Of the 40,000 tuberculosis (TB) cases recorded in the city in 2013, more than 4,000 patients were relapse cases, according to civic health department data. The count of relapse cases has remained constant over the last few years — an indicator of the poor living conditions and of the hurdles in the treatment regime followed in public hospitals.
In 2013, over 10 per cent TB cases (4,467) were for re-treatment. In 2012, the figure stood at 4,460 of 30,828 cases, and in 2011 it was 4,329 of 29,212 cases. According to estimates, the actual count of relapse cases may be higher, as not all private hospitals are accounted for by the civic health department.
Dr Rajendra Nanavare, medical superintendent at the BMC-run Sewri TB hospital, said, “Sometimes, the bacteria lies dormant inside the patient’s body. The treatment regime gets over and the patient is cured. But whenever bacteria gets active, a relapse takes place.”
Nanavare added, “Quite often, patients don’t complete the treatment cycle and drop out in between. Chances of relapse in them are higher.”

Records from a collection:
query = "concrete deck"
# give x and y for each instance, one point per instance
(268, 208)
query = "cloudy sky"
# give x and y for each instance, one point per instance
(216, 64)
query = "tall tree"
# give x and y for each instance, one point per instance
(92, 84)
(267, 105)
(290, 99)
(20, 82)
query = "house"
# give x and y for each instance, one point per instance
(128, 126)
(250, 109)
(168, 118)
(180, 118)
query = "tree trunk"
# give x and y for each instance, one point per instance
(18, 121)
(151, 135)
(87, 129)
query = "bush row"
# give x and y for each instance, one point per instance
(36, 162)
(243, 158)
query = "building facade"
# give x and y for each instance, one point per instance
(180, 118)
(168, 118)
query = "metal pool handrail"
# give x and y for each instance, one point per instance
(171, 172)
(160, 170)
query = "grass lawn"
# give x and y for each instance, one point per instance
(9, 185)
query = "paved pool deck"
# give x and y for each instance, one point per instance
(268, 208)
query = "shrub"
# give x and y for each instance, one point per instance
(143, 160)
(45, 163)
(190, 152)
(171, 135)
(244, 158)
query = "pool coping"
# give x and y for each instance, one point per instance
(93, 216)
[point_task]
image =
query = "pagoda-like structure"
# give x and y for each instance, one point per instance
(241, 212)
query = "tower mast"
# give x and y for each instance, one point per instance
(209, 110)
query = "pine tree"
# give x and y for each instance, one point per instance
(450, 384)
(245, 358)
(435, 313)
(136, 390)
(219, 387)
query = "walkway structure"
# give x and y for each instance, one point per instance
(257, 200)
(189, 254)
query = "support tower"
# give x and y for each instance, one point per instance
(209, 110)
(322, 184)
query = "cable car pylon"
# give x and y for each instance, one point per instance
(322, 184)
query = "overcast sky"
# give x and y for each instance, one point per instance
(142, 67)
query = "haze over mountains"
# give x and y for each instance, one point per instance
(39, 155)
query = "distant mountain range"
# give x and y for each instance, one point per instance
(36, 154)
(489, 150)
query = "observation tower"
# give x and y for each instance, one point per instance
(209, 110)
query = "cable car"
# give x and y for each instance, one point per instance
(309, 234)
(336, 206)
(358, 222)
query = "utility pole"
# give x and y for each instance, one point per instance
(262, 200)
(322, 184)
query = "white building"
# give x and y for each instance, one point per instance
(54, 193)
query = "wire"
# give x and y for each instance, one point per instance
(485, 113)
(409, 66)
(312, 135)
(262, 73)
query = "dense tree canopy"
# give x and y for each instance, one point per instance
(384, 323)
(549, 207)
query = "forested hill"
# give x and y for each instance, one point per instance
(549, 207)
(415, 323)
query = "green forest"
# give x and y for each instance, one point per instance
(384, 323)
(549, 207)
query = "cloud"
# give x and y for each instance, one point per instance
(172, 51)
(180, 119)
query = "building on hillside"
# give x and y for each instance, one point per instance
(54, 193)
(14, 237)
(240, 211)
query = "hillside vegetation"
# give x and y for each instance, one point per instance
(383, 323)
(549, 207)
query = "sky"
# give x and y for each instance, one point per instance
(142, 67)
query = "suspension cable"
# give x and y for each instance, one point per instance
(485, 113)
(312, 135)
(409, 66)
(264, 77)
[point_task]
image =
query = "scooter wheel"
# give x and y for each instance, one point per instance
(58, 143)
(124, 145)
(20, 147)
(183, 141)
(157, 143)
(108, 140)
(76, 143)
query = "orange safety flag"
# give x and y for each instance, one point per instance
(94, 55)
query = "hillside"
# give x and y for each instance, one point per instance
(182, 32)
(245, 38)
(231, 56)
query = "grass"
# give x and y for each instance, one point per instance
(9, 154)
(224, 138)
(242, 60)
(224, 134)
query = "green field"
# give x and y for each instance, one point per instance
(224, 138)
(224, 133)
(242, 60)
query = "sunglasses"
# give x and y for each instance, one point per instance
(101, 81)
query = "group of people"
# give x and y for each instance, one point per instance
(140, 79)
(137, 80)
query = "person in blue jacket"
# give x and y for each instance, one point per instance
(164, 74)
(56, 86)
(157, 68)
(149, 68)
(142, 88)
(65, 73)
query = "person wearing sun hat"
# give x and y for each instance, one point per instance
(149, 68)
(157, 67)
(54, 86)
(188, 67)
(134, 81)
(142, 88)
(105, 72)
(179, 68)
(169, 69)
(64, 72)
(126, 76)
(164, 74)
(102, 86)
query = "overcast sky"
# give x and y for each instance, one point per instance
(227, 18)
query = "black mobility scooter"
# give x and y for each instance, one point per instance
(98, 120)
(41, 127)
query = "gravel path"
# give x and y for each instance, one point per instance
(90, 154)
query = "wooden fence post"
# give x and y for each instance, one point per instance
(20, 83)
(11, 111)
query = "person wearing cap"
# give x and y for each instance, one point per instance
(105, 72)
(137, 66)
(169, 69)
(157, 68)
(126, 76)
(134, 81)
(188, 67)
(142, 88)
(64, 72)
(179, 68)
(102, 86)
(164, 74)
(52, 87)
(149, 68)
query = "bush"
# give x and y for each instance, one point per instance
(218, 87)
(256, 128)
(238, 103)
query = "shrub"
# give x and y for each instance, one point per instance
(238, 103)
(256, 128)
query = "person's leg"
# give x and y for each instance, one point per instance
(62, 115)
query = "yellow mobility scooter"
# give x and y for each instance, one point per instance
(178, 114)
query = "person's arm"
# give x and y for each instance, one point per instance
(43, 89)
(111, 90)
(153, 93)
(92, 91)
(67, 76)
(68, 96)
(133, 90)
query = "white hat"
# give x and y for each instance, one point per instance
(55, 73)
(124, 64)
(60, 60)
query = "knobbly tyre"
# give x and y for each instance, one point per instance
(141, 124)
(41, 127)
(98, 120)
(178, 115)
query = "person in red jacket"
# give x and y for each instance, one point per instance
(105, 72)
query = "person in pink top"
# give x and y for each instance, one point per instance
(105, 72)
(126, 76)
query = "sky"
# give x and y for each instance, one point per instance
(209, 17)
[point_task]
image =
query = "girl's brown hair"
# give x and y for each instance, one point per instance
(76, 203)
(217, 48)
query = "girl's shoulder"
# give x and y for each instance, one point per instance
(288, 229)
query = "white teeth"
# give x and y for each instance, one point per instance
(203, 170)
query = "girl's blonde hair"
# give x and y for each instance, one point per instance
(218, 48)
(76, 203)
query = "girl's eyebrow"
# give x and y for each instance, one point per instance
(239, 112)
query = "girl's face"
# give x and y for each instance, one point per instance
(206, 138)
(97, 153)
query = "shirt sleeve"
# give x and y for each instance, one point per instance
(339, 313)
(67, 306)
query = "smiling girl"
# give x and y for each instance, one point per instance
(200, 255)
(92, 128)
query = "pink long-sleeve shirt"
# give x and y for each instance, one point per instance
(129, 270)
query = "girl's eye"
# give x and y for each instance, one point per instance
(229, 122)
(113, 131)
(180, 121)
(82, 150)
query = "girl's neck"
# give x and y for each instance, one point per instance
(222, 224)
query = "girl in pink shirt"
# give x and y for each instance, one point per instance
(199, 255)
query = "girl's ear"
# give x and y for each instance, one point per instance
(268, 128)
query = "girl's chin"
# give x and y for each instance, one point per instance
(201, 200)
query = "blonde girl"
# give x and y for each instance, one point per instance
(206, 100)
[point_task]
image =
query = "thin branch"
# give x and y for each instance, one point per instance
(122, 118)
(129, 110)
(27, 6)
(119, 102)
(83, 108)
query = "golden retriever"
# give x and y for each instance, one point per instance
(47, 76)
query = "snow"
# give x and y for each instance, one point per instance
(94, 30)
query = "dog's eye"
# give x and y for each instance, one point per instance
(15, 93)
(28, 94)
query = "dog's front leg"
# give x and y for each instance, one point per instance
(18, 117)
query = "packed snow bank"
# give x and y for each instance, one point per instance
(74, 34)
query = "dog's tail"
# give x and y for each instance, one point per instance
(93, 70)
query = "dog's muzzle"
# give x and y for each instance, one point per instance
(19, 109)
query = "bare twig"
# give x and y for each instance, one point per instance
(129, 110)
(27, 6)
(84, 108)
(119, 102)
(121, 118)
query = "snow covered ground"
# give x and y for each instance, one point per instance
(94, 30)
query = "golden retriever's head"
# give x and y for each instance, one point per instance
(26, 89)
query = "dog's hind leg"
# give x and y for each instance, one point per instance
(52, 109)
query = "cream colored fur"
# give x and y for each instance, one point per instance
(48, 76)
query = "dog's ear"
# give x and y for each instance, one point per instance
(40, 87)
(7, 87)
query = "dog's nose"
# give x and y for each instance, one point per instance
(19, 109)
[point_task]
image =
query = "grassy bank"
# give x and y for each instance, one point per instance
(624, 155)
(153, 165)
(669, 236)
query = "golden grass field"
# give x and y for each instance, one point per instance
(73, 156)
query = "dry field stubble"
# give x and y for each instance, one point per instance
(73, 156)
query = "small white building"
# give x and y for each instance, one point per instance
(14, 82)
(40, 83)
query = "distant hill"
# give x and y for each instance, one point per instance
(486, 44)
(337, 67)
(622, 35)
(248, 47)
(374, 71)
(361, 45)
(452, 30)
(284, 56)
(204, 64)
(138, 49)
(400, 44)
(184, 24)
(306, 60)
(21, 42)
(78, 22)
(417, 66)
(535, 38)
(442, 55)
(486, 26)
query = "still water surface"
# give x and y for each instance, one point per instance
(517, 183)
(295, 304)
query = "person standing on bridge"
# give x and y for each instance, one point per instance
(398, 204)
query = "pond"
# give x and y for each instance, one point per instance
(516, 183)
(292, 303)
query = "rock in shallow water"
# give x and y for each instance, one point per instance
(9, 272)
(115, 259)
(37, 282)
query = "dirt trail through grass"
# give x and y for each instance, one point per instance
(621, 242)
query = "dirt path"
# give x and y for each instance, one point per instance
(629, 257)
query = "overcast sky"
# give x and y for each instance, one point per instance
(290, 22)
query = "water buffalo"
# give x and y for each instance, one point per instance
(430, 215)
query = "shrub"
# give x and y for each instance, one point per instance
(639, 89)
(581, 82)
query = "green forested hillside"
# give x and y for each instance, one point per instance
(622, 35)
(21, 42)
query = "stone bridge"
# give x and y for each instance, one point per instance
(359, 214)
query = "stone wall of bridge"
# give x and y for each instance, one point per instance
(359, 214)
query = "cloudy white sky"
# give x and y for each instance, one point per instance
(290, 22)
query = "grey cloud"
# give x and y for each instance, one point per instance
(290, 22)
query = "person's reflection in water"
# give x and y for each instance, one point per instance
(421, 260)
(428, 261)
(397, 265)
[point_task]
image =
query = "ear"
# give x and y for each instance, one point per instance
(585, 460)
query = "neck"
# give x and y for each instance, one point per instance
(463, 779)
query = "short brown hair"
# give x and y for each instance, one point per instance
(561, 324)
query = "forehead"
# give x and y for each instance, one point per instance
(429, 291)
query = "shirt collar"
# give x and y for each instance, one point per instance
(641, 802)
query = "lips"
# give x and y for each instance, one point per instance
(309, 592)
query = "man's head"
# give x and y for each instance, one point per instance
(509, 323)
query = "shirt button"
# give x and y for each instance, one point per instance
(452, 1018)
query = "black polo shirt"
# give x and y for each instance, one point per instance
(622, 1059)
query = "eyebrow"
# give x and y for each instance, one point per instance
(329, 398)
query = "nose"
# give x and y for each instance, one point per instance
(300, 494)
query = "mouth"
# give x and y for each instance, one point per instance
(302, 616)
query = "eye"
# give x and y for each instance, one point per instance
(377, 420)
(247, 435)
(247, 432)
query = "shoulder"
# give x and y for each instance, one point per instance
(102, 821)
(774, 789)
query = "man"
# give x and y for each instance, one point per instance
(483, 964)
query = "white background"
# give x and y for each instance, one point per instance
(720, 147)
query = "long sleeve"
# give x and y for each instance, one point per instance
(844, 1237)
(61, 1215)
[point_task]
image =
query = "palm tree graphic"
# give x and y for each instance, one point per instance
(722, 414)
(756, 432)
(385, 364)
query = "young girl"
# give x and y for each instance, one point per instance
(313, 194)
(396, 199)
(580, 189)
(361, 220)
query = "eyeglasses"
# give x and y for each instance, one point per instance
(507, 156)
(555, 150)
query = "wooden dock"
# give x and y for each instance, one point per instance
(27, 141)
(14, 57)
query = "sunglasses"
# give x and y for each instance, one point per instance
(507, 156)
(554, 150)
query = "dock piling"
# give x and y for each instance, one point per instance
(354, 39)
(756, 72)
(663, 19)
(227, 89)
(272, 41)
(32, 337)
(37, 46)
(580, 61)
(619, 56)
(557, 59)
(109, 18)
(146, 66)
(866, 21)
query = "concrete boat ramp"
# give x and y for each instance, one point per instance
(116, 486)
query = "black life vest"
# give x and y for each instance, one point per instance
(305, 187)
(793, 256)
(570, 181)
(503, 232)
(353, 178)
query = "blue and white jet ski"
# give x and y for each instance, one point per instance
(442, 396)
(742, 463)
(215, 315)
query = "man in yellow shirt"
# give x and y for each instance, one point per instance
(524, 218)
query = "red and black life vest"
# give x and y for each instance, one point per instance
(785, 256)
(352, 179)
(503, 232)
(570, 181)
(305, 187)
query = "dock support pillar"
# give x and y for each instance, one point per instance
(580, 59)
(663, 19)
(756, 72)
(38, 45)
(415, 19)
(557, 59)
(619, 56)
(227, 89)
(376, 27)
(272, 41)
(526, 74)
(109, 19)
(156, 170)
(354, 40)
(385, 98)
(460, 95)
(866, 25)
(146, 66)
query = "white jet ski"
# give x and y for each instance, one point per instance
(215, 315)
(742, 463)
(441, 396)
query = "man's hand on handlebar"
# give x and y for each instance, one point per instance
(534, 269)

TASKS TO PERFORM —
a) In the tuberculosis relapse report, how many of 2012's TB cases were for re-treatment?
b) List every yearly count of re-treatment TB cases that the tuberculosis relapse report gives, each with its year.
c) Carry on with the tuberculosis relapse report, picking up after its last sentence.

ACTIVITY ANSWERS —
a) In 2012, 4,460 of 30,828 TB cases were for re-treatment.

b)
2013: 4,467
2012: 4,460
2011: 4,329

c)
The reasons for drop-out ranges from lack of finances to improper facilities in public hospitals. Sandeep Rai (22), a multi-drug resistant (MDR) TB patient in Sewri TB hospital, said, “The bedsheets and clothes are not changed daily. It’s better to be at home and take the medicines than stand the risk of contracting other infections at the hospital.”
Dr Zarir Udwadia, chest surgeon at P D Hinduja hospital, said, “In slums, the situation is worse. An entire family lives in 10 by 10 ft room and the hygiene conditions are poor. A cured patient already suffers from low immunity and he can easily contract TB again.”
According to the BMC, slums in Dharavi and Govandi contribute the most to the TB pool in the city. In November 2013, Dharavi had 2,993 and Govandi had 1,649 TB cases. The two GeneXpert machines there have helped in detecting more cases.
However, KEM hospital’s head of the chest department Dr Amita Athavale said, “The treatment may cure the patient of a particular strain of bacteria but due to low immunity, irrespective of living conditions, one may contract another strain.”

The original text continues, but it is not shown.